>> start Source extract

Skip to content

Reference for wikicat

standardize

wikicat.standardize(title, form="NFC")

Description

Standardizes a title by replacing spaces with underscores and normalizing it to a given form following Unicode's normalization (defaults to NFC).

Parameters

Name Type Default Description
title str The title to standardize.
form str "NFC" The form to normalize the title to. Defaults to NFC.

Page

wikicat.Page(id, title, namespace, standardize_title=True)

Description

Represents a Wikipedia page. It should be used alongside CategoryGraph to represent a page in the graph. You can also use it to find the URL of a page.

Parameters

Name Type Default Description
id str The curid of the page.
title str The canonical title of the page.
namespace str The namespace of the page. Either "category" or "article".
standardize_title bool True Whether to standardize the title. If True, it will replace spaces with underscores and normalize the title to NFC form.

Examples

>>> import wikicat as wc
>>> page = wc.Page(id="7954681", title="Montreal", namespace="article")
>>> page
Page(id="7954681", title="Montreal", namespace="article")
>>> page.is_category()
False
>>> page.is_article()
True
>>> page.get_url()
'https://en.wikipedia.org/wiki/Montreal'
>>> page.get_url(use_curid=True)
'https://en.wikipedia.org/?curid=7954681'

Page.__repr__

wikicat.Page.__repr__(self)

Description

Returns

str

The representation of the page.

>> end Source extract
>> start Given records

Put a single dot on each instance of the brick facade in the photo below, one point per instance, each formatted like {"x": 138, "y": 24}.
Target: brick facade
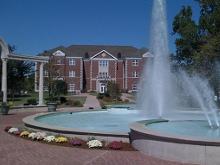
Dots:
{"x": 90, "y": 69}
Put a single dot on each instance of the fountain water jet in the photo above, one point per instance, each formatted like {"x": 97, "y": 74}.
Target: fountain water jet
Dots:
{"x": 160, "y": 93}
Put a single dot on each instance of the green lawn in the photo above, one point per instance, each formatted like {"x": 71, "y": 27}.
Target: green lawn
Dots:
{"x": 21, "y": 100}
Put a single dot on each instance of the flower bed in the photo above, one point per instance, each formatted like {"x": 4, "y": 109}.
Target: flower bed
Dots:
{"x": 61, "y": 140}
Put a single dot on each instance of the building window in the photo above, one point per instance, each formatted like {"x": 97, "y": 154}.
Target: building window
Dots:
{"x": 135, "y": 63}
{"x": 45, "y": 73}
{"x": 134, "y": 87}
{"x": 103, "y": 63}
{"x": 72, "y": 73}
{"x": 72, "y": 61}
{"x": 59, "y": 61}
{"x": 134, "y": 74}
{"x": 103, "y": 75}
{"x": 71, "y": 87}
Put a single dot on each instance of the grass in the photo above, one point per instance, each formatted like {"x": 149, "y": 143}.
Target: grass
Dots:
{"x": 82, "y": 99}
{"x": 21, "y": 100}
{"x": 108, "y": 102}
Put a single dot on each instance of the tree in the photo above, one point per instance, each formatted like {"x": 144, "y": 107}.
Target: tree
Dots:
{"x": 198, "y": 44}
{"x": 187, "y": 42}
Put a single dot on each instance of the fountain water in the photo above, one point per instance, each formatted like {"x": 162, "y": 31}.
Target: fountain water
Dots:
{"x": 162, "y": 89}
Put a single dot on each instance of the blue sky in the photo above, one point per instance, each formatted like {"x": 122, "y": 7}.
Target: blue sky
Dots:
{"x": 37, "y": 25}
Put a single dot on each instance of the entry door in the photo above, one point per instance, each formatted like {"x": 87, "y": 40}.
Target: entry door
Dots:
{"x": 102, "y": 88}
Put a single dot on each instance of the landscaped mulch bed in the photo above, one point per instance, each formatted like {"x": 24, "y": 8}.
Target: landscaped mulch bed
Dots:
{"x": 79, "y": 143}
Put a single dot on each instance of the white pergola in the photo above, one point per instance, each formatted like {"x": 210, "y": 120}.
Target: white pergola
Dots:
{"x": 6, "y": 55}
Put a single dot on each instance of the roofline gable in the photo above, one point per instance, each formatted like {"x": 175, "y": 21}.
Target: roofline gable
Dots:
{"x": 104, "y": 52}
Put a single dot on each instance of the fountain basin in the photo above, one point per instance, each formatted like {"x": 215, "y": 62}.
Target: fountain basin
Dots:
{"x": 113, "y": 123}
{"x": 165, "y": 139}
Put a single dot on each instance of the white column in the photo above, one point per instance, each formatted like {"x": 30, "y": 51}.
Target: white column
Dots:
{"x": 4, "y": 79}
{"x": 35, "y": 77}
{"x": 41, "y": 85}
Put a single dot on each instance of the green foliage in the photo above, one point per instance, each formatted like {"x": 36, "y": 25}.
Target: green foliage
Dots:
{"x": 63, "y": 100}
{"x": 32, "y": 101}
{"x": 198, "y": 44}
{"x": 74, "y": 103}
{"x": 18, "y": 71}
{"x": 56, "y": 87}
{"x": 100, "y": 96}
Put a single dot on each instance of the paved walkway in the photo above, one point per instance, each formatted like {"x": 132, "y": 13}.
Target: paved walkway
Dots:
{"x": 17, "y": 151}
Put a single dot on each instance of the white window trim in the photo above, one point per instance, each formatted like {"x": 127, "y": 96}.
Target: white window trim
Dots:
{"x": 72, "y": 61}
{"x": 72, "y": 73}
{"x": 71, "y": 87}
{"x": 135, "y": 74}
{"x": 135, "y": 62}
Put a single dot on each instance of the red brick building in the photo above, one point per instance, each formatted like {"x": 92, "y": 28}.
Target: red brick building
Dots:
{"x": 90, "y": 67}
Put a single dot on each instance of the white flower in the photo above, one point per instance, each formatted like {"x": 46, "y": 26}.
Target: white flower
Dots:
{"x": 32, "y": 135}
{"x": 40, "y": 135}
{"x": 12, "y": 130}
{"x": 49, "y": 138}
{"x": 94, "y": 143}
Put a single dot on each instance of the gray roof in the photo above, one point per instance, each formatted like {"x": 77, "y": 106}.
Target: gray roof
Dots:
{"x": 91, "y": 50}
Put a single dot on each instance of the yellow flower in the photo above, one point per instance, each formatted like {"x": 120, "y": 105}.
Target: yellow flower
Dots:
{"x": 61, "y": 139}
{"x": 24, "y": 133}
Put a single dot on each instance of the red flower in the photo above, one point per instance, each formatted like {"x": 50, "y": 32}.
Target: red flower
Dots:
{"x": 115, "y": 145}
{"x": 7, "y": 128}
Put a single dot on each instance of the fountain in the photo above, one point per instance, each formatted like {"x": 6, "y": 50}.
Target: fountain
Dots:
{"x": 180, "y": 133}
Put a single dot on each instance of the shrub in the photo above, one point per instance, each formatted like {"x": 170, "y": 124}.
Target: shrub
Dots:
{"x": 63, "y": 100}
{"x": 91, "y": 138}
{"x": 32, "y": 101}
{"x": 100, "y": 96}
{"x": 61, "y": 139}
{"x": 76, "y": 142}
{"x": 74, "y": 103}
{"x": 24, "y": 133}
{"x": 115, "y": 145}
{"x": 126, "y": 101}
{"x": 7, "y": 128}
{"x": 94, "y": 144}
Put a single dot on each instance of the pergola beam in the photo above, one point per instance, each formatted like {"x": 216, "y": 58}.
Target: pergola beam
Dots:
{"x": 5, "y": 55}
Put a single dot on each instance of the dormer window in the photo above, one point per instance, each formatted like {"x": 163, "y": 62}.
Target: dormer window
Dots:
{"x": 59, "y": 61}
{"x": 103, "y": 63}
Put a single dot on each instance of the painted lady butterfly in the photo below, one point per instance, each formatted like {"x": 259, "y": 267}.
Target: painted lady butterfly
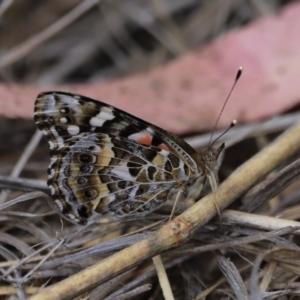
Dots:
{"x": 104, "y": 160}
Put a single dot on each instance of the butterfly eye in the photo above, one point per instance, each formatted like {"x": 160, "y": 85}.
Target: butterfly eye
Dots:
{"x": 86, "y": 169}
{"x": 91, "y": 148}
{"x": 90, "y": 193}
{"x": 65, "y": 110}
{"x": 65, "y": 120}
{"x": 81, "y": 181}
{"x": 86, "y": 158}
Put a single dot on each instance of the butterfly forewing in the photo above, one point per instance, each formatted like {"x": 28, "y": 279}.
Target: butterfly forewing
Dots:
{"x": 104, "y": 160}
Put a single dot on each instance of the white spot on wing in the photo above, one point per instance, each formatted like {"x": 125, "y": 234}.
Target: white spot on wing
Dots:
{"x": 73, "y": 129}
{"x": 104, "y": 115}
{"x": 51, "y": 145}
{"x": 59, "y": 205}
{"x": 52, "y": 190}
{"x": 122, "y": 173}
{"x": 63, "y": 120}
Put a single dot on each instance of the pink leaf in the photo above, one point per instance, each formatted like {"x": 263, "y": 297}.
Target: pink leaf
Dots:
{"x": 188, "y": 93}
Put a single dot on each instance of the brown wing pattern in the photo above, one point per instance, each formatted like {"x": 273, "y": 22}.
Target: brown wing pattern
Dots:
{"x": 104, "y": 160}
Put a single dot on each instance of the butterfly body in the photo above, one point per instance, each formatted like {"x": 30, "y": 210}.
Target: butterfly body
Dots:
{"x": 106, "y": 161}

>> end Given records

Request 1:
Answer these questions using the wikicat reference:
(a) What normalization form does standardize use by default?
(b) Which two values can the namespace parameter of Page take?
(c) In the examples, what does page.get_url(use_curid=True) return?
Request 2: Rewrite the stretch of the wikicat reference from "Reference for wikicat" through "(defaults to NFC).", replacing "underscores" with "hyphens".
Request 3: Carry on the wikicat reference from where it stops.
The records come from a separate source and are unrelated to the wikicat reference.

Written reply 1:
(a) NFC
(b) "category" or "article"
(c) 'https://en.wikipedia.org/?curid=7954681'

Written reply 2:
Reference for wikicat

standardize

wikicat.standardize(title, form="NFC")

Description

Standardizes a title by replacing spaces with hyphens and normalizing it to a given form following Unicode's normalization (defaults to NFC).

Written reply 3:
Examples

>>> import wikicat as wc
>>> page = wc.Page(id="7954681", title="Montreal", namespace="article")
>>> str(page)

Page.is_category

wikicat.Page.is_category(self)

Description

Returns

bool

Whether the page is a category.

Page.is_article

wikicat.Page.is_article(self)

Description

Returns

bool

Whether the page is an article.

Page.get_url

wikicat.Page.get_url(self, use_curid=False)

Description

Parameters

Name Type Default Description
use_curid bool False Whether to use the curid in the URL. If False, it will use the title. The curid is more stable, but the title is more human-readable.

Returns

str

The URL of the page.

CategoryGraph

wikicat.CategoryGraph(graph_json)

Description

This class represents the category graph. It is used to find the parents and children of a page (category or article) in the graph. It also contains the mapping between the curid (a unique ID assigned to each page) and the title of a page.

It is also capable of: - checking whether the graph contains a page or not - create a wikicat.Page object from a title (given a namespace) or curid - compute the degree of a page by its in-degree (number of parents) and out-degree (number of children) - list all the categories or articles in the graph - rank the categories or articles by their degree - format the graph as a human-readable string - traverse all the children or parents of a page for a given depth

Although you can create a CategoryGraph object manually, it is recommended to use the read_json class method to read the graph from a JSON file.

Parameters

Name Type Default Description
graph_json dict The JSON object containing the category graph.

Examples

>>> import json
>>> import wikicat as wc
>>> with open("category_graph_<yyyy>_<mm>_<dd>.json", "r") as f:
...     graph_json = json.load(f)
>>> cg = wc.CategoryGraph(graph_json)
>>> # Get the page for "Montreal"
>>> page = cg.get_page_from_title('Montreal', 'article')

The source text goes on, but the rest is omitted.